PROVIDED RECORDS:
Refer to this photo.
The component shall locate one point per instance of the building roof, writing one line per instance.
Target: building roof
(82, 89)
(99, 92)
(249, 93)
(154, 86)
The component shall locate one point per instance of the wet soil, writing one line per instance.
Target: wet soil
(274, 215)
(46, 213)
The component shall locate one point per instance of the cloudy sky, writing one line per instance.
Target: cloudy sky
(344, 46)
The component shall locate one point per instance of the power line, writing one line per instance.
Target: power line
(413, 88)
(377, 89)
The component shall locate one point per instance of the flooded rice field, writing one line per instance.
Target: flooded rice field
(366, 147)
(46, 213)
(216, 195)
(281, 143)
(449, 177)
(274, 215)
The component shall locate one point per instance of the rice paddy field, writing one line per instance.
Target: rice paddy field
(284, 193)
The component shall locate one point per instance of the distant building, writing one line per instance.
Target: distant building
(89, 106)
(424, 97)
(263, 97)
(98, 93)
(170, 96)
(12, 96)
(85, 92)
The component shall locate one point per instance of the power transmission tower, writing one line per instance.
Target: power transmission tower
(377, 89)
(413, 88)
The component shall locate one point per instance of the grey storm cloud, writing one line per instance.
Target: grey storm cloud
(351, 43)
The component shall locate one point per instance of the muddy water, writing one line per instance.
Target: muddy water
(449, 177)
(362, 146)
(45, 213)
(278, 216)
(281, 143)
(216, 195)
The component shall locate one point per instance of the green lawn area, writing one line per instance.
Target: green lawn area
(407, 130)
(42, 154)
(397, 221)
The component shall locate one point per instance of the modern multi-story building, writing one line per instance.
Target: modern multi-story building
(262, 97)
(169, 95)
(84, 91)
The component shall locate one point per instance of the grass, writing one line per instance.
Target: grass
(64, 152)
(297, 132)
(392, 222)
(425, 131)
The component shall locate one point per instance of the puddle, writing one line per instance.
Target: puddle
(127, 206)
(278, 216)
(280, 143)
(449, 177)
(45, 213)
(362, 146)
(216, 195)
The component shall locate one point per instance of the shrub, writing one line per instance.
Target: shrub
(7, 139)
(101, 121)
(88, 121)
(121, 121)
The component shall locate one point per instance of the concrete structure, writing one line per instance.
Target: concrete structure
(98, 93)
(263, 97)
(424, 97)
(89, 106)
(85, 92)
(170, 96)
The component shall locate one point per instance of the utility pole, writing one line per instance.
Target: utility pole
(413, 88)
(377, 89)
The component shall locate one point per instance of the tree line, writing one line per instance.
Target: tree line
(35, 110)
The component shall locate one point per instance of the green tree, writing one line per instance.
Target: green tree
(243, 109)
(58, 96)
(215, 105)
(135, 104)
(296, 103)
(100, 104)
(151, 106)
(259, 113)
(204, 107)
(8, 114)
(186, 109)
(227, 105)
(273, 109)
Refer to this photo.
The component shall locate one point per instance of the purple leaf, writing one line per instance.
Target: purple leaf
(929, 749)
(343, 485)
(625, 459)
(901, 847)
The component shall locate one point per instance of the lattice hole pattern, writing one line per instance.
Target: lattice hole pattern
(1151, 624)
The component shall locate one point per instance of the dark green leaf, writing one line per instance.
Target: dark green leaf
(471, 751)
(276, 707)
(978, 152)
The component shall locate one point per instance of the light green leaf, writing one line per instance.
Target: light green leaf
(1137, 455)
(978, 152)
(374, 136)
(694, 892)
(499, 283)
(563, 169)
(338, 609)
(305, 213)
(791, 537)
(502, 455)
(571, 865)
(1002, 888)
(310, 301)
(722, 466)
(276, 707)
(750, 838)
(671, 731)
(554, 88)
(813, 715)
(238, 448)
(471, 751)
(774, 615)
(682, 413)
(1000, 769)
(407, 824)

WHAT TO DO:
The answer is the data above, retyped exactly in full.

SOLVED PROBLEM:
Refer to this photo.
The component shall locate one point per instance of the building roof, writing one line per instance.
Target: building roof
(82, 89)
(99, 92)
(249, 93)
(154, 86)
The component shall locate one point per instance of the wet soil, writing one line per instance.
Target: wet soil
(274, 215)
(46, 213)
The component shall locate one point per instance of the cloudy sky, writing one line per instance.
Target: cloudy sky
(344, 46)
The component shall locate one point per instance of the power line, writing one line per instance.
Target: power line
(413, 88)
(377, 89)
The component shall locate one point per instance of the flooded rice field, writing one line per instance.
Target: flooded rice field
(366, 147)
(46, 213)
(216, 195)
(281, 143)
(449, 177)
(274, 215)
The component shall locate one point per instance of the rice paddy field, writing one line per instance.
Target: rice paddy field
(284, 193)
The component shall locate one point per instance of the distant building, writing one line per instance.
Target: distant building
(89, 106)
(424, 97)
(263, 97)
(98, 93)
(170, 96)
(12, 96)
(85, 92)
The component shall locate one point per instance of the power transmission tower, writing one line per instance.
Target: power transmission tower
(377, 89)
(413, 88)
The component shall locate one point per instance of the grey storm cloud, writing one line per instance.
Target: grey storm cloud
(351, 43)
The component shall locate one point per instance of the muddy water, writing one line per instance.
Target: muddy water
(449, 177)
(362, 146)
(45, 213)
(278, 216)
(281, 143)
(216, 195)
The component shall locate one point per instance of the green lawn area, writing one line per instance.
Target: green lawn area
(407, 130)
(42, 154)
(397, 221)
The component shall locate one point per instance of the modern multi-story building, writing one line per instance.
Target: modern multi-story building
(262, 97)
(169, 95)
(84, 91)
The component shall locate one point per instance of the grass, writing one line per instance.
Target: grass
(64, 152)
(297, 132)
(392, 222)
(425, 131)
The component shall locate one point per instance of the puddle, writing one line per instance.
Target: puddle
(127, 206)
(278, 216)
(280, 143)
(449, 177)
(45, 213)
(362, 146)
(216, 195)
The component shall locate one point per instance of the shrub, writing one line per instance.
Target: shrub
(7, 139)
(101, 121)
(88, 121)
(121, 121)
The component shall locate one point per instance of the concrete structure, writing one line per instance.
Target: concrete structure
(98, 93)
(263, 97)
(424, 97)
(89, 106)
(85, 92)
(170, 96)
The component shall locate one point per instance of the utility pole, writing one line per instance.
Target: utility pole
(413, 88)
(377, 89)
The component shall locate one point per instance of the tree line, writing one line per instance.
Target: tree line
(35, 110)
The component shall locate one point per instance of the green tree, writing one line per instance.
Target: green tree
(243, 109)
(58, 96)
(215, 105)
(135, 104)
(296, 103)
(100, 104)
(151, 106)
(259, 113)
(204, 107)
(8, 114)
(186, 109)
(227, 105)
(273, 109)
Refer to this photo.
The component shall locate one point per instance of the purple leaf, writing one line per instance.
Target: purple leaf
(929, 749)
(343, 485)
(625, 459)
(901, 847)
The component shall locate one point per instance of the lattice hole pattern, writing one line per instance.
Target: lattice hole pattern
(1151, 624)
The component shall locate one point per instance of the dark green leaf, writing one line per instance.
Target: dark green leaf
(471, 751)
(276, 707)
(978, 152)
The component shall locate one point per instance of the light green leaf, writing one line per instance.
Target: light green leaf
(1137, 455)
(978, 152)
(374, 136)
(694, 892)
(499, 283)
(563, 169)
(338, 609)
(305, 213)
(791, 537)
(502, 455)
(571, 865)
(1002, 888)
(310, 301)
(722, 466)
(276, 707)
(750, 838)
(671, 731)
(554, 88)
(813, 715)
(238, 448)
(471, 751)
(774, 615)
(682, 413)
(1000, 769)
(407, 824)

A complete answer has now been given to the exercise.